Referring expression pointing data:
------------------------------------------------------------------------
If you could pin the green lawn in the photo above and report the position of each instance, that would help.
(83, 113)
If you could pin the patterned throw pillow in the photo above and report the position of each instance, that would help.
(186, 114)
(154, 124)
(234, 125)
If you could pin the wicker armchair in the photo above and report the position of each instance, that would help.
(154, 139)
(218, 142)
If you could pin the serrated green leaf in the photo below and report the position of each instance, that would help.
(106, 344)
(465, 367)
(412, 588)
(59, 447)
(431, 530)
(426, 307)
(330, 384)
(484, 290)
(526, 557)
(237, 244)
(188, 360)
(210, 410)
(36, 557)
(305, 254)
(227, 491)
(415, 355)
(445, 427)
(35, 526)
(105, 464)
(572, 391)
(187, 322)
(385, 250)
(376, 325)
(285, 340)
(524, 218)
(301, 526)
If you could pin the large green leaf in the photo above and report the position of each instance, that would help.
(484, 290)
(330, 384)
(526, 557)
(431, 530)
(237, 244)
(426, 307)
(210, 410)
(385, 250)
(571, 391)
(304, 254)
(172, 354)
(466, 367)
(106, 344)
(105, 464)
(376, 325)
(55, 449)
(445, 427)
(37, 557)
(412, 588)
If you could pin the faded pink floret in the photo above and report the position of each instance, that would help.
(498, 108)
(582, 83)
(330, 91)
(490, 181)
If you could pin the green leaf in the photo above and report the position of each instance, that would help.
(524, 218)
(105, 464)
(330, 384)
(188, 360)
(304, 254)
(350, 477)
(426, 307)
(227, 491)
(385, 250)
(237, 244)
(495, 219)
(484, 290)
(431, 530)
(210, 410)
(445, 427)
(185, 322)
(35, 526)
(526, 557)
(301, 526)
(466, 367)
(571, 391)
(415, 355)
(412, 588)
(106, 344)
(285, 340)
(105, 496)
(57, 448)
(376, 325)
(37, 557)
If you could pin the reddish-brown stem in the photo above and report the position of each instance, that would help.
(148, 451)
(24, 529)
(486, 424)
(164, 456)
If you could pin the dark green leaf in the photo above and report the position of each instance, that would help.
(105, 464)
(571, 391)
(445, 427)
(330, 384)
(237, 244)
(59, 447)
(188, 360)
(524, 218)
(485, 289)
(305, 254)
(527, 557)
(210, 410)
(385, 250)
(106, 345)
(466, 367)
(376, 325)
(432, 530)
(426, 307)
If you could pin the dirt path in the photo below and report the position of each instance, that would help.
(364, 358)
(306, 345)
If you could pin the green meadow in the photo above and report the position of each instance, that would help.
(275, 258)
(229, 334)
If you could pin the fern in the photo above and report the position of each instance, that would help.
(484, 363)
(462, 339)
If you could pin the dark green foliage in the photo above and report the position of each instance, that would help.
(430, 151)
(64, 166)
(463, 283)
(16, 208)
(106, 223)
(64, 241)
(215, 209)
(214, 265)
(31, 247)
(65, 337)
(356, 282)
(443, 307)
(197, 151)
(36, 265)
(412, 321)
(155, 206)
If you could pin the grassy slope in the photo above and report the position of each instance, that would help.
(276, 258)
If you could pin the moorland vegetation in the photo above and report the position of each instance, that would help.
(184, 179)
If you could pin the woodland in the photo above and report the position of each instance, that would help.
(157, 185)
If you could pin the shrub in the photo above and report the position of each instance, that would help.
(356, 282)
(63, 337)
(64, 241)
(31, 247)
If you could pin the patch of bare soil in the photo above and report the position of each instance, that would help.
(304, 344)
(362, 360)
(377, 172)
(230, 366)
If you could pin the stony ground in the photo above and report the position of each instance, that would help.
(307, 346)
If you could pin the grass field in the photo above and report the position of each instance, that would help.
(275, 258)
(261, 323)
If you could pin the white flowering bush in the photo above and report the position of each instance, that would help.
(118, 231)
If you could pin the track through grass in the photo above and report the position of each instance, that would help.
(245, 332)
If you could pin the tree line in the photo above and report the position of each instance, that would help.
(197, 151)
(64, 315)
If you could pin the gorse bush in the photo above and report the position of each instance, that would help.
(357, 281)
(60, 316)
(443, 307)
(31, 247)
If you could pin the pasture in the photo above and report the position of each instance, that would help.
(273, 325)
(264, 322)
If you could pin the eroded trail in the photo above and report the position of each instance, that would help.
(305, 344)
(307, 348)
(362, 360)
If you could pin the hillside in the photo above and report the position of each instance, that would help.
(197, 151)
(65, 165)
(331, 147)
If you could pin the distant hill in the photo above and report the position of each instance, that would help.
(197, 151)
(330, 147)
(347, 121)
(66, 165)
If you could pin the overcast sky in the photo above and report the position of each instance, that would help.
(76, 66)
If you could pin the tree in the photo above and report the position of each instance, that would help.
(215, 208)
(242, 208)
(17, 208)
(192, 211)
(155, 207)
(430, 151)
------------------------------------------------------------------------
= ASSIGNED TASK =
Extract every record. Keep wording exact.

= EXERCISE ANSWER =
If you could pin the green lawn in the photo above and report the position of each instance, that would help.
(83, 113)
If you could pin the patterned throw pillow in the photo above and report the position of each instance, that would help.
(186, 114)
(154, 124)
(234, 125)
If you could pin the wicker armchair in the photo above and report the position of each instance, that would help.
(154, 139)
(218, 142)
If you could pin the serrated green leaf in the photo below and report the position of each instance, that would help.
(106, 344)
(465, 367)
(412, 588)
(59, 447)
(431, 530)
(426, 307)
(330, 384)
(484, 290)
(526, 557)
(237, 244)
(188, 360)
(210, 410)
(36, 557)
(305, 254)
(227, 491)
(415, 355)
(445, 427)
(35, 526)
(105, 464)
(572, 391)
(187, 322)
(385, 250)
(376, 325)
(285, 340)
(524, 218)
(301, 526)
If you could pin the large green leaf in the photo above and report the position of each instance, that would help.
(484, 290)
(330, 384)
(526, 557)
(431, 530)
(237, 244)
(426, 307)
(210, 410)
(385, 250)
(571, 391)
(304, 254)
(172, 354)
(466, 367)
(106, 344)
(105, 464)
(376, 325)
(55, 449)
(445, 427)
(37, 557)
(412, 588)
If you could pin the faded pink floret in the photo above and report the position of each instance, that would help.
(498, 108)
(582, 83)
(330, 91)
(490, 181)
If you could pin the green leaf in the photo above and report the position of each instance, that would help.
(524, 218)
(105, 464)
(330, 384)
(188, 360)
(304, 254)
(350, 477)
(426, 307)
(227, 491)
(385, 250)
(237, 244)
(495, 219)
(484, 290)
(431, 530)
(210, 410)
(445, 427)
(185, 322)
(35, 526)
(526, 557)
(301, 526)
(466, 367)
(571, 391)
(415, 355)
(412, 588)
(106, 344)
(285, 340)
(105, 496)
(57, 448)
(376, 325)
(37, 557)
If you could pin the reddish-brown stem in the photo above and report the position of each instance, that would help.
(148, 451)
(24, 529)
(486, 424)
(164, 456)
If you could pin the dark green leaf in the photo above and report the position of each instance, that would help.
(105, 464)
(571, 391)
(445, 427)
(330, 384)
(237, 244)
(59, 447)
(188, 360)
(524, 218)
(485, 289)
(305, 254)
(527, 557)
(210, 410)
(385, 250)
(106, 345)
(466, 367)
(376, 325)
(432, 530)
(426, 307)
If you could pin the dirt path in the photo below and report the position of each instance, that would help.
(364, 358)
(306, 345)
If you could pin the green meadow in the photo above and report the position of each instance, that would help.
(275, 258)
(229, 334)
If you could pin the fern in the photo above and report the position of each instance, that would help.
(484, 363)
(462, 339)
If you could pin the dark green foliage in the photo above and report the position of each instance, that would help.
(430, 151)
(64, 166)
(463, 283)
(16, 208)
(106, 223)
(64, 241)
(215, 209)
(214, 265)
(31, 247)
(65, 337)
(356, 282)
(443, 307)
(197, 151)
(36, 265)
(412, 321)
(155, 206)
If you could pin the grassy slope in the photo above and report the position of each instance, that would help.
(276, 258)
If you could pin the moorland vegetation in the photo above and report the position of each instance, that would help.
(184, 179)
If you could pin the woodland in the photo above and report the position of each instance, that would help.
(157, 185)
If you could pin the shrub in the photo above and report the position of each instance, that would help.
(356, 282)
(63, 337)
(64, 241)
(31, 247)
If you could pin the patch of bare soil in the photo above and report the position of each instance, that would help.
(304, 344)
(362, 360)
(377, 172)
(230, 366)
If you could pin the stony ground in the photo above and report the position of each instance, that would help.
(307, 346)
If you could pin the grass field in the photo above and report the position of each instance, that would help.
(275, 258)
(261, 323)
If you could pin the white flowering bush in the photo above and report the position of each instance, that would help.
(118, 231)
If you could pin the track through grass in the photo above and report the position of each instance, that would help.
(245, 332)
If you could pin the tree line in the photo above and report the position of each instance, that would help.
(197, 151)
(64, 315)
If you could pin the gorse bush in the photo above and report the position of each instance, that would help.
(357, 281)
(60, 316)
(443, 307)
(31, 247)
If you could pin the pasture in the photo above and report the position of each instance, that would help.
(273, 325)
(264, 322)
If you could pin the eroded trail in the photo above and report the position of each instance, that would help.
(305, 344)
(307, 348)
(362, 360)
If you could pin the hillside in the photo above and report the position of each instance, that would help.
(197, 151)
(65, 165)
(331, 147)
If you could pin the distant hill in the photo above and report the position of each instance, that would help.
(197, 151)
(330, 147)
(347, 121)
(66, 165)
If you could pin the overcast sky in the photo above and report the position of each instance, that would help.
(76, 66)
If you could pin the tree in the photo above and report the position of each instance, that would help.
(215, 208)
(242, 208)
(17, 208)
(192, 211)
(155, 207)
(430, 151)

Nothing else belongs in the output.